Items from a dataset:
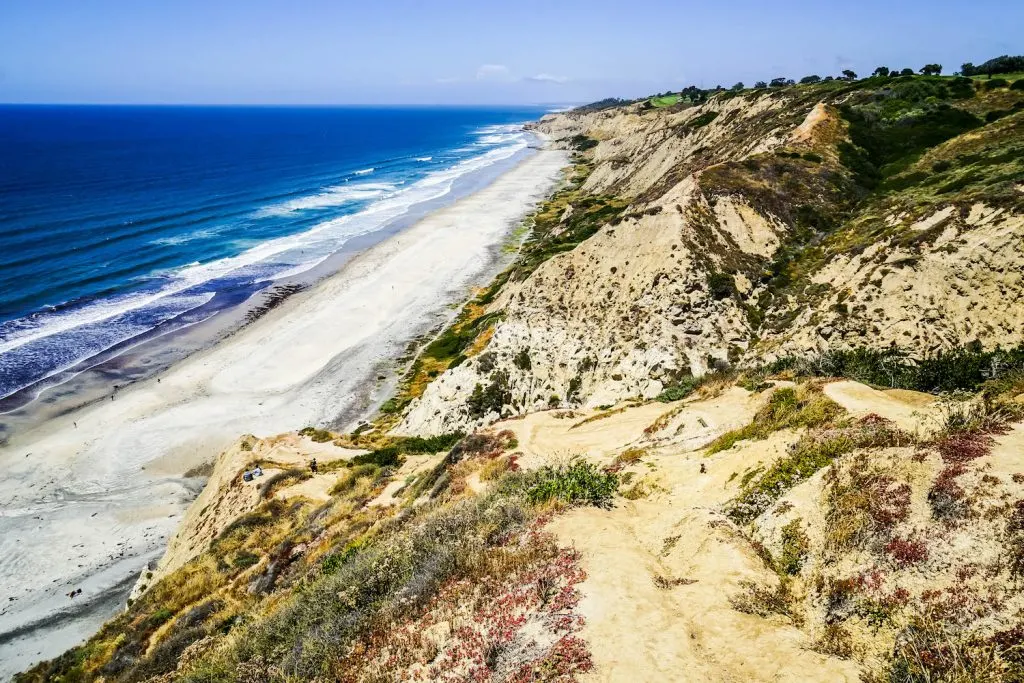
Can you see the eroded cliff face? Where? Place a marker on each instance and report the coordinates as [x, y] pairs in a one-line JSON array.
[[750, 231], [630, 309]]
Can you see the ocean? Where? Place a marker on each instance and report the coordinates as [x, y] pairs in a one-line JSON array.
[[120, 224]]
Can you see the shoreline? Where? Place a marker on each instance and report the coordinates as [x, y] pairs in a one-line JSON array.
[[92, 496]]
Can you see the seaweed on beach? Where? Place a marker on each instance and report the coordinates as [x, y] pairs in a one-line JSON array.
[[273, 298]]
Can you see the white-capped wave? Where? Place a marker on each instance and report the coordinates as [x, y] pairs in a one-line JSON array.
[[285, 255], [329, 198], [182, 239]]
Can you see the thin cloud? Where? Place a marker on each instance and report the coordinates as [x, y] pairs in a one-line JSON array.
[[493, 73], [548, 78]]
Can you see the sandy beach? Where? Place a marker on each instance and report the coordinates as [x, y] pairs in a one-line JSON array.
[[90, 497]]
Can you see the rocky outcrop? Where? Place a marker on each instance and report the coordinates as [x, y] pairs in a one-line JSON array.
[[749, 235]]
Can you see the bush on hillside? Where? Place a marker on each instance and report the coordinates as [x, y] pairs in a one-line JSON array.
[[577, 483]]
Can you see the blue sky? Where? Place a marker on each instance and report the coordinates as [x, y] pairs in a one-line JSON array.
[[454, 51]]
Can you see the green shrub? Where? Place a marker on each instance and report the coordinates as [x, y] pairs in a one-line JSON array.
[[282, 479], [795, 545], [317, 435], [960, 369], [577, 483], [245, 559], [786, 409], [489, 398], [702, 120], [721, 285], [581, 142], [681, 389], [387, 457], [815, 450]]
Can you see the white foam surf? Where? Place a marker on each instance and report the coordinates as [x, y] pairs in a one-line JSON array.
[[286, 255]]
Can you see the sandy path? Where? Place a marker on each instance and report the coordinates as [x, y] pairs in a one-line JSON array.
[[911, 411], [80, 506], [636, 629]]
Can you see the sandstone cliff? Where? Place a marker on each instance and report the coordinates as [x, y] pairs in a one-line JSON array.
[[754, 227]]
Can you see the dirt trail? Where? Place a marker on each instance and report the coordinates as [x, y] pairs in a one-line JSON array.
[[911, 411], [662, 568]]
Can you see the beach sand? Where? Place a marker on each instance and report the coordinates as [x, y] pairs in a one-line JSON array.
[[89, 498]]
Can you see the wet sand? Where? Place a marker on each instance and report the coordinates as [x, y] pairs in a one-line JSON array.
[[91, 496]]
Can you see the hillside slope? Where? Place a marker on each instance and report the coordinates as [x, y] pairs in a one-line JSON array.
[[882, 213], [748, 406]]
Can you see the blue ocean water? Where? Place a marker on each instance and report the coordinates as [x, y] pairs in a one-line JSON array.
[[118, 220]]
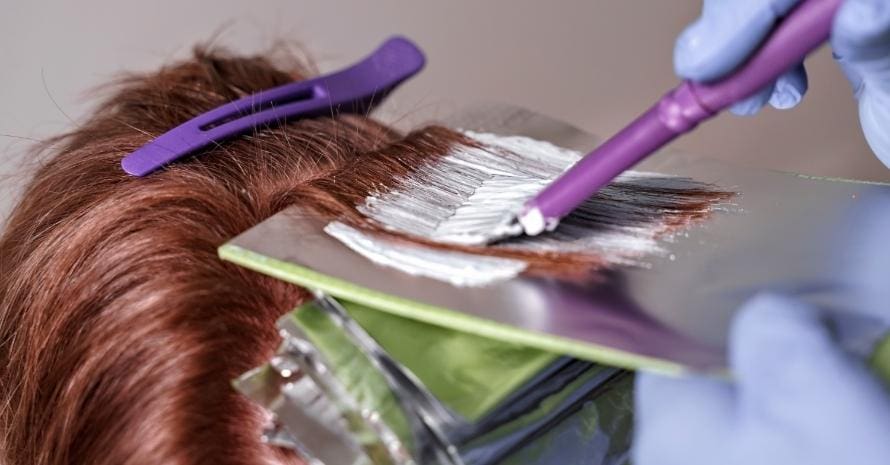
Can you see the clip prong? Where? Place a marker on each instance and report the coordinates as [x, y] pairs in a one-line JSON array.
[[356, 89]]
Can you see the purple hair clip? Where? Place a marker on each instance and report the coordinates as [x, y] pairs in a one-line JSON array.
[[356, 89]]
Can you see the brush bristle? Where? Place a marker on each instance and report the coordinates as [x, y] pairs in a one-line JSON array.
[[468, 196]]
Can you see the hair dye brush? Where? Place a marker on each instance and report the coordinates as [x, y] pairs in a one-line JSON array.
[[804, 29]]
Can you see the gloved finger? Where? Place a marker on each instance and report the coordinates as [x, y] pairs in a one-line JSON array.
[[861, 32], [778, 348], [790, 88], [724, 36], [674, 416], [751, 105], [861, 43]]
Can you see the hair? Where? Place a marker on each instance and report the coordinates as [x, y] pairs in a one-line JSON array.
[[120, 329]]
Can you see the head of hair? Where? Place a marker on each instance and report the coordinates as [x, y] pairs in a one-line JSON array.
[[120, 329]]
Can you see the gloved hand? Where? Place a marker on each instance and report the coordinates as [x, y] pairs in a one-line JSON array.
[[796, 399], [729, 30]]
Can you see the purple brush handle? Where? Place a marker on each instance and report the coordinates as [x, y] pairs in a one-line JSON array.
[[353, 90], [802, 31]]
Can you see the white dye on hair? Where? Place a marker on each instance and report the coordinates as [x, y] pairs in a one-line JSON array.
[[458, 198], [457, 268]]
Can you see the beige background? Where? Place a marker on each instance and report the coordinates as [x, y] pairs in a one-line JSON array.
[[595, 63]]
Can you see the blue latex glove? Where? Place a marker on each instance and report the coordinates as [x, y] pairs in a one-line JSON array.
[[729, 30], [797, 399]]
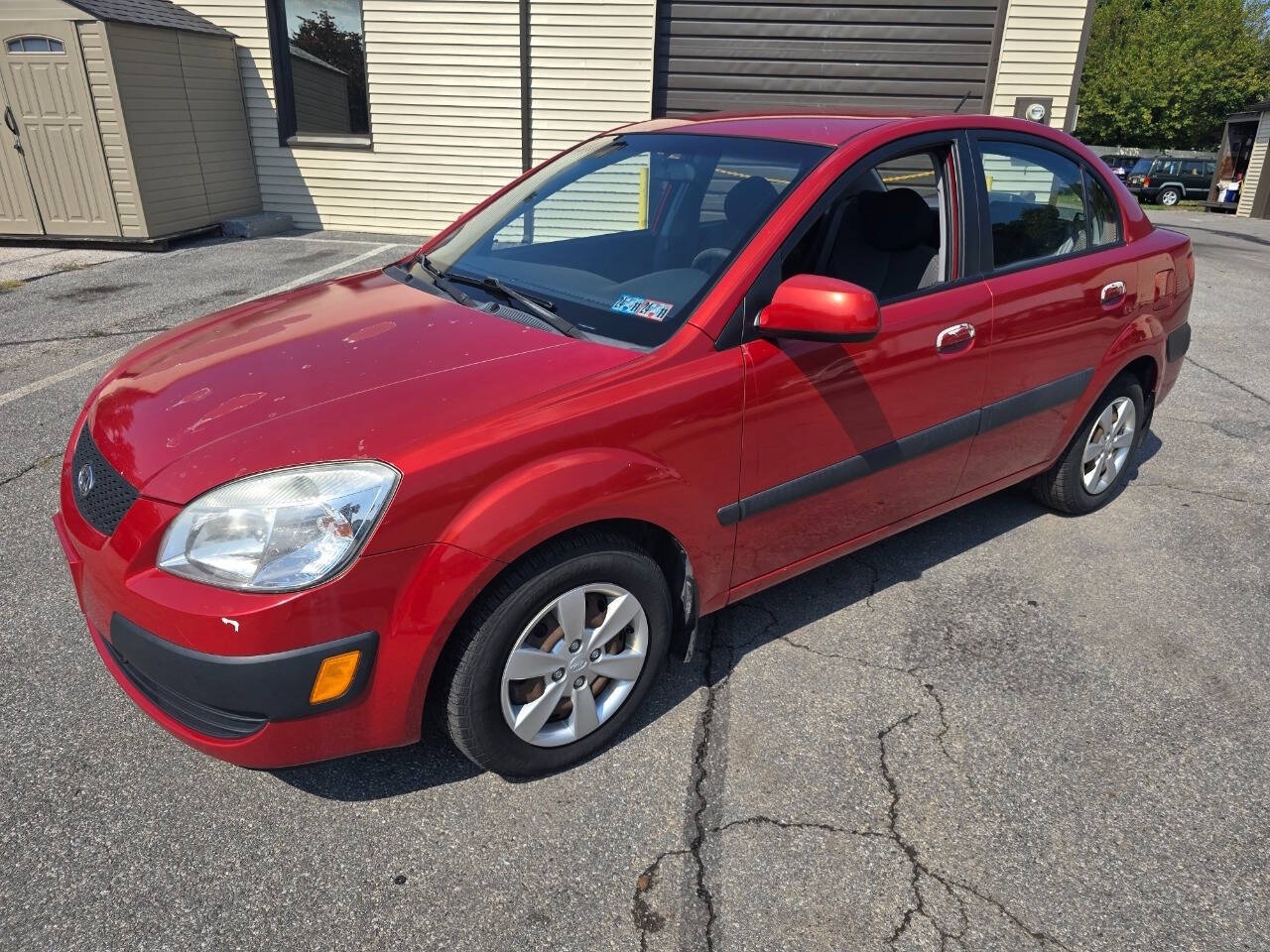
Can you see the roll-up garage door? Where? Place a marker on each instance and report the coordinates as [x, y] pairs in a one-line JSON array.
[[897, 55]]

Your assignment:
Output each record above word for word, leaving out images.

Solution to this exercise:
Can you see the eroded cliff face? Where? Place a marker on each instance and report the coordinates as [x, y] pairs in a one-line JSON array.
[[750, 231], [630, 309]]
Can you see the ocean? Where? Place a marker on each instance and report the coordinates as [x, y] pairs in a one-line JSON array.
[[120, 224]]
Can you see the shoreline? Where? Place a marker on each instance and report the coordinates as [x, y] pairs in a one-line JSON array.
[[92, 496]]
Can you see the seaweed on beach? Where? Place a marker on each instance and report the coordinates as [x, y] pairs in a one-line JSON array.
[[273, 298]]
Can you see the white-capped wave? Where? Place a marker on each instance and report the coordinates as [x, y] pairs in a one-line JSON array.
[[285, 255], [329, 198], [182, 239]]
Can you see the thin cloud? Where? Place a marker on each instance and report the coordinates as [x, y] pairs in a one-line JSON array.
[[493, 73], [548, 78]]
Can you see the sandy beach? Where? Place a marker on each instance and report the coordinates as [x, y] pairs in a one-line JSON array.
[[90, 497]]
Can you see the rocky outcrop? Where? Place a marker on each instance and report the coordinates as [x, y] pairs in a one-line JSON array.
[[749, 235]]
Can you see the bush on hillside? Where? Place a marker on each instance and report the coordinates as [x, y] pairs in a one-line JSON array.
[[577, 483]]
Can you see the blue sky? Where? Place a marker on each instance and report the coordinates as [x, y] pairs in a one-line JSON array.
[[454, 51]]
Can you see the green shrub? Where? Place a marker on each instance and report the coordinates as [x, y] pairs in a one-line JSON array.
[[282, 479], [795, 545], [317, 435], [960, 369], [577, 483], [245, 559], [786, 409], [489, 398], [702, 120], [721, 285], [581, 142], [681, 389], [387, 457], [815, 450]]
Can you see the white foam surf? Where? Place a marker on each instance and report the coordinates as [x, y] pairs in a one-line JSON array.
[[286, 255]]
Can you see the sandy path? Where? Place a marker on each instance and report the coordinates as [x, y] pairs in a one-line JSON array.
[[911, 411], [80, 506], [636, 629]]
Can you see the sandstone cliff? Where? Place a marker on each instance and report the coordinates as [x, y] pairs in a one-line JSON array.
[[754, 227]]
Can you see the dirt trail? Where? Place a marker on each instance and report the coordinates as [x, y] pairs in a one-line JSON array.
[[911, 411], [662, 568]]
Can you see the beach sand? Where? Place a marker on each instance and report the coordinates as [x, y] pairs in a one-line JSON array.
[[89, 498]]
Can you see the wet sand? Where? Place a marker on each instance and report the coordinates as [x, y] pairs in a one-line JSON array.
[[91, 496]]
Can you see the hillside slope? Where? Place a marker on each instance and report the coordinates as [x, y] pairs in a one-line JSON array.
[[882, 213], [748, 406]]
Can you see the blue ocean water? Where? Place a marker on each instance and report the coordinates as [x, y] pairs in a one-line JSON array.
[[118, 220]]
Can you see the clip prong? Where? Place a marker on each instance and report the coordinates as [x, y] pairs in a one-line JSON array.
[[356, 89]]
Can you see the purple hair clip? Where? Place a marker on each instance and report the coordinates as [x, y] pairs in a one-line JSON array.
[[356, 89]]
Can you see the brush bristle? Where? Place a marker on each instance and report the coordinates as [x, y] pairs in a one-line JSON array.
[[468, 196]]
Can you see the hair dye brush? Where? Place a marker on each instance and report the coordinates as [x, y] pairs in a one-line JSON array.
[[804, 29]]
Can you see the gloved finger? Where? Place a marker on each instance and report the coordinates as [x, y] pairs in a one-line JSON array.
[[861, 32], [778, 348], [790, 88], [724, 36], [674, 416], [751, 105], [861, 43]]
Can you see the hair? Where? Place a marker on each instance and report the coordinates as [x, y] pairs in a one-line JSON array.
[[120, 329]]
Can you see the head of hair? Where? Place a marker on each instance and report the coordinates as [x, y] pairs in a one-line JSON array.
[[120, 329]]
Can you see the gloved hand? Where? Place a marker on each instance and report the coordinates as [x, y] pairs in a one-line JSON array.
[[796, 399], [729, 30]]
Can you see the purple brush handle? Where? Place a marker on each instance and report the coordinates as [x, y] pairs in a one-line JSON array.
[[353, 90], [802, 31]]
Can you see the white dye on hair? Where? Place a marker on each instance and report the coordinates as [x, y] pairs in a one-line JSON array.
[[458, 198], [457, 268]]
Can you see the beige background? Where? Place a marker on each instance and report the coordinates as [x, y] pairs in a one-line JSON array.
[[595, 63]]
Can you see the blue latex glove? Where? Place a marker on each instance and report the coordinates as [x, y] pairs in a one-line JSON array.
[[729, 30], [797, 399]]
Can you see the roll-up garage door? Where? Place a marker on each instance and report the coordinates as [x, y] pairs in a one-line JSON array.
[[897, 55]]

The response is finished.